◆ Set task: In the essay on running for Indiana Secretary of State, what specific purpose does the author give for seeking the office?
* start Selected text *
Why I'm running for Indiana Secretary of State

By Paul Hager

Introduction

Most Hoosiers probably consider Indiana Secretary of State to be a fairly unimportant office. This view is widespread enough that a recent Secretary of State candidate actually ran on the platform of working to abolish the office if elected. (He lost.) Though its powers are limited, Secretary of State has the responsibility of administering the state election laws and certifying election results. We saw in the 2000 election that the Florida Secretary of State, which functions in much the same way as its Indiana counterpart, suddenly became very important indeed.

Close, contentious elections, though rare, do occur (recall, for example, the 1984 8th District Congressional race between Frank McCloskey and Richard McIntyre that involved 3 recounts and was decided by the U.S. House of Representatives). While I can argue that it is much easier for a Libertarian to avoid partisan temptations in the event of a close election, I'm not running for office in order to be a better administrator than any likely opponent (though I'd expect to be). Instead, I'm running for one specific purpose, which the Secretary of State is uniquely situated to advance: I intend to introduce fundamental voting reform to Indiana.

The problem with our current system of voting

Opinion polling results for at least the past 30 years have shown a fairly consistent, high level of public dissatisfaction with the American electoral process. It is manifest in the continuous decline in voter turnout. The choices always seem to be either lackluster or just plain awful. We end up with far too many zealots, apparatchiks, and incompetents. And far too many of the competent elected officials have their skills directed primarily towards self-preservation.

Opinion polls have also consistently shown that the public feels that something needs to shake up the two-party system that is failing us. There is a widespread view that "a third party" is what is needed. It doesn't matter whether this yearning is for a literal "third party" or just a system that is open enough to allow insurgent candidates to flourish and "shake things up". What matters is that things change.

What the two parties have done so far, in the name of opening up the system and making it easy for challengers to arise and "shake things up" has had exactly the opposite effect. The statistics on this are irrefutable. Campaign finance regulations have promoted the status quo, steadily increasing the likelihood that incumbent candidates will prevail. And just as steadily, voter turnout has dropped.
* end Selected text *
* start Given entries *
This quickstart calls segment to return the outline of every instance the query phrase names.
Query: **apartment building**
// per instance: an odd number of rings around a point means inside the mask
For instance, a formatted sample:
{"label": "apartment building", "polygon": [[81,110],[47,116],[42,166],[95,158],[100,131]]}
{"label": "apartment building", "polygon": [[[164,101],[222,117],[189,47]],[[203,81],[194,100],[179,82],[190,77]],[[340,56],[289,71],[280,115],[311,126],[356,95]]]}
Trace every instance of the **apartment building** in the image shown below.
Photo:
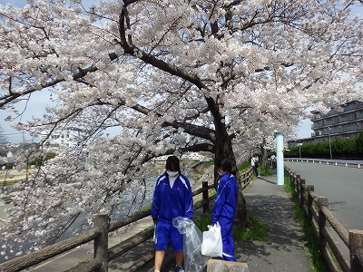
{"label": "apartment building", "polygon": [[352,101],[341,105],[340,109],[331,109],[323,114],[312,111],[311,141],[326,141],[333,139],[351,138],[363,131],[363,102]]}
{"label": "apartment building", "polygon": [[50,147],[76,147],[81,139],[84,137],[83,131],[76,127],[69,127],[64,130],[56,130],[48,136],[49,131],[41,133],[41,141],[44,141],[45,146]]}

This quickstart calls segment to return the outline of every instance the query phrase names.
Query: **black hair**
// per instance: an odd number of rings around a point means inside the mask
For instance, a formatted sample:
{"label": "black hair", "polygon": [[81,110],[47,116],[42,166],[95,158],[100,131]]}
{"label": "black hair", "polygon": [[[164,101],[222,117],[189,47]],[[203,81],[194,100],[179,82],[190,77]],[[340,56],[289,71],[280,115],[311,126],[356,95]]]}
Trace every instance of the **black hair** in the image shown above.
* end Given entries *
◆ Solution to this exercise: To introduce fundamental voting reform to Indiana.